*Text block:*
It Isn’t Punk to Seek Permission
An Introduction to Punk Poetry and its Influences
It Isn’t Punk to Seek Permission* - An Introduction to Punk Poetry and its Influences
I’ve been into punk since I was 15 and through this I discovered poets such as John Cooper Clarke, Attila the Stockbroker, and Joolz Denby. This eventually led me to write myself.
Poetry and underground music scenes have had an ongoing association. For instance, Beat poet Allen Ginsberg had a long affiliation with the activist band The Fugs, who are considered to have influenced the punk movement. Lou Reed of the Velvet Underground studied under poet, Delmore Schwartz at Syracuse University: Reed said that Schwartz had showed him how ‘with the simplest language imaginable, and very short, you can accomplish the most astonishing heights.’
The American punk poets Patti Smith and Jim Carroll took considerable influence from the Beat scene. Smith famously had poetic obsessions with the English Romantic poet William Blake and the French Symbolist poet Arthur Rimbaud, as well as her admiration for Bob Dylan. Carroll cited poets such as Frank O Hara, John Ashbury and Rainer Maria Rilke as influences. The anarchistic outlook of these older poets must have struck a chord to a burgeoning punk scene, intent on challenging authority and the old order. Jim Carroll’s autobiographical novel The Baseball Diaries was made into a film, which was where I first came across him.
On this side of the Atlantic poets with a more radical approach began to perform on the UK scene and engage in musical collaborations. Surprisingly, I can’t find a great deal to suggest the Liverpool Beat scene had much influence on the UK based punk-poets of the 70s. I would guess Bob Calvert, a poet and writer as well as lyricist and vocalist for space-rock band Hawkwind, must have been some influence, as the band were a big influence on the UK punk scene and DIY ethic.

*To-do list:*
**A.** According to the punk poetry essay, under which poet did Lou Reed study at Syracuse University?
**B.** Render the part of the entries that opens with the line containing "Expected output: for each instance of the dog's tail, one" and runs through the end of the entries as a JSON list of strings, one string per line, leaving out blank lines.
The essay and the entries come from unrelated sources.

[Excerpts from location labeling data]
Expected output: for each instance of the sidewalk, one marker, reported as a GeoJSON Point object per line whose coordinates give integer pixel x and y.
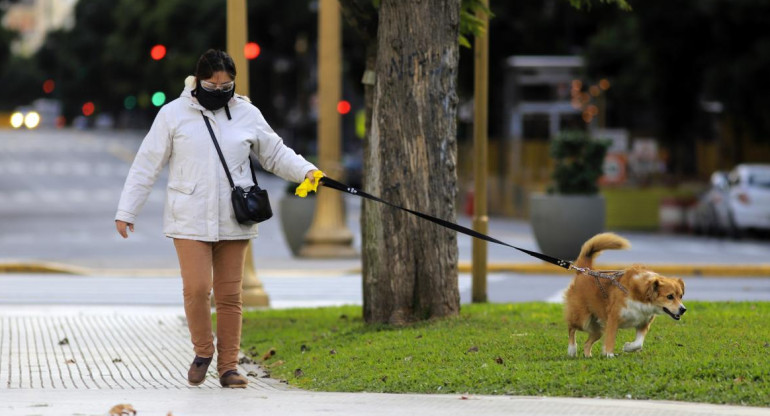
{"type": "Point", "coordinates": [75, 360]}
{"type": "Point", "coordinates": [96, 337]}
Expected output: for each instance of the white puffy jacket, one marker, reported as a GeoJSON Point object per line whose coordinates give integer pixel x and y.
{"type": "Point", "coordinates": [198, 205]}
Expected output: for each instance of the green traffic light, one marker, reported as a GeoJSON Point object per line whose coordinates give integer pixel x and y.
{"type": "Point", "coordinates": [158, 99]}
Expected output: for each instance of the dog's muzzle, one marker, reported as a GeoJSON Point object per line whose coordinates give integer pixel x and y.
{"type": "Point", "coordinates": [677, 316]}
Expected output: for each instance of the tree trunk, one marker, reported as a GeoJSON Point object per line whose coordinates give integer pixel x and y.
{"type": "Point", "coordinates": [409, 264]}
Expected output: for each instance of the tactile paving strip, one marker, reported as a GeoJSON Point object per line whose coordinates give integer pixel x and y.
{"type": "Point", "coordinates": [102, 351]}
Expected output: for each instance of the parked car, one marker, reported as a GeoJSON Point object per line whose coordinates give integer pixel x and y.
{"type": "Point", "coordinates": [711, 214]}
{"type": "Point", "coordinates": [735, 202]}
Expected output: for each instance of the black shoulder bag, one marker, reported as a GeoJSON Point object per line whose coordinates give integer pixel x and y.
{"type": "Point", "coordinates": [250, 206]}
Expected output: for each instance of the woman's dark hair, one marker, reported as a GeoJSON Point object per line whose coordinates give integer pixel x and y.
{"type": "Point", "coordinates": [212, 61]}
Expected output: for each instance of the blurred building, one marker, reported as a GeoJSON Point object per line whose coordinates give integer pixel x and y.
{"type": "Point", "coordinates": [33, 19]}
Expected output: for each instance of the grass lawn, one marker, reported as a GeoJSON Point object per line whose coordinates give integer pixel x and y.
{"type": "Point", "coordinates": [718, 353]}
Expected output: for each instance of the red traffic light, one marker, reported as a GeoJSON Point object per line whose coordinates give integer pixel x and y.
{"type": "Point", "coordinates": [88, 108]}
{"type": "Point", "coordinates": [343, 107]}
{"type": "Point", "coordinates": [251, 50]}
{"type": "Point", "coordinates": [158, 52]}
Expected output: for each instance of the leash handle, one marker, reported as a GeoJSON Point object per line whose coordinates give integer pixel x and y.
{"type": "Point", "coordinates": [331, 183]}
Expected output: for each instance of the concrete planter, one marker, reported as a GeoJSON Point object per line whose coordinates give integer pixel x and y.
{"type": "Point", "coordinates": [562, 223]}
{"type": "Point", "coordinates": [296, 218]}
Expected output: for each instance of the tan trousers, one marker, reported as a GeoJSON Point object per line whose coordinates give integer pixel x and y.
{"type": "Point", "coordinates": [198, 259]}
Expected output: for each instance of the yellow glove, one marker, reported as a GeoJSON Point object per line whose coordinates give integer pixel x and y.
{"type": "Point", "coordinates": [307, 186]}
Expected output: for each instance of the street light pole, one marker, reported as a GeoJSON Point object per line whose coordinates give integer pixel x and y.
{"type": "Point", "coordinates": [253, 292]}
{"type": "Point", "coordinates": [480, 98]}
{"type": "Point", "coordinates": [329, 236]}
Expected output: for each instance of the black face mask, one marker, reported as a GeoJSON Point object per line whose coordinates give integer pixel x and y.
{"type": "Point", "coordinates": [213, 100]}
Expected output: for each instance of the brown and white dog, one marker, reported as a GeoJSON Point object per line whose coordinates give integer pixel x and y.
{"type": "Point", "coordinates": [589, 308]}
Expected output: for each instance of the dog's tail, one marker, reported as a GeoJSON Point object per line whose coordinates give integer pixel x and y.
{"type": "Point", "coordinates": [598, 243]}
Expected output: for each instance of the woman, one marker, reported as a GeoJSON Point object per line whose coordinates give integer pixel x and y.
{"type": "Point", "coordinates": [198, 213]}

*Responses in order:*
**A.** Delmore Schwartz

**B.**
[
  "Expected output: for each instance of the dog's tail, one marker, reported as a GeoJSON Point object per line whose coordinates give integer pixel x and y.",
  "{\"type\": \"Point\", \"coordinates\": [598, 243]}",
  "Expected output: for each instance of the woman, one marker, reported as a GeoJSON Point object per line whose coordinates give integer pixel x and y.",
  "{\"type\": \"Point\", \"coordinates\": [198, 213]}"
]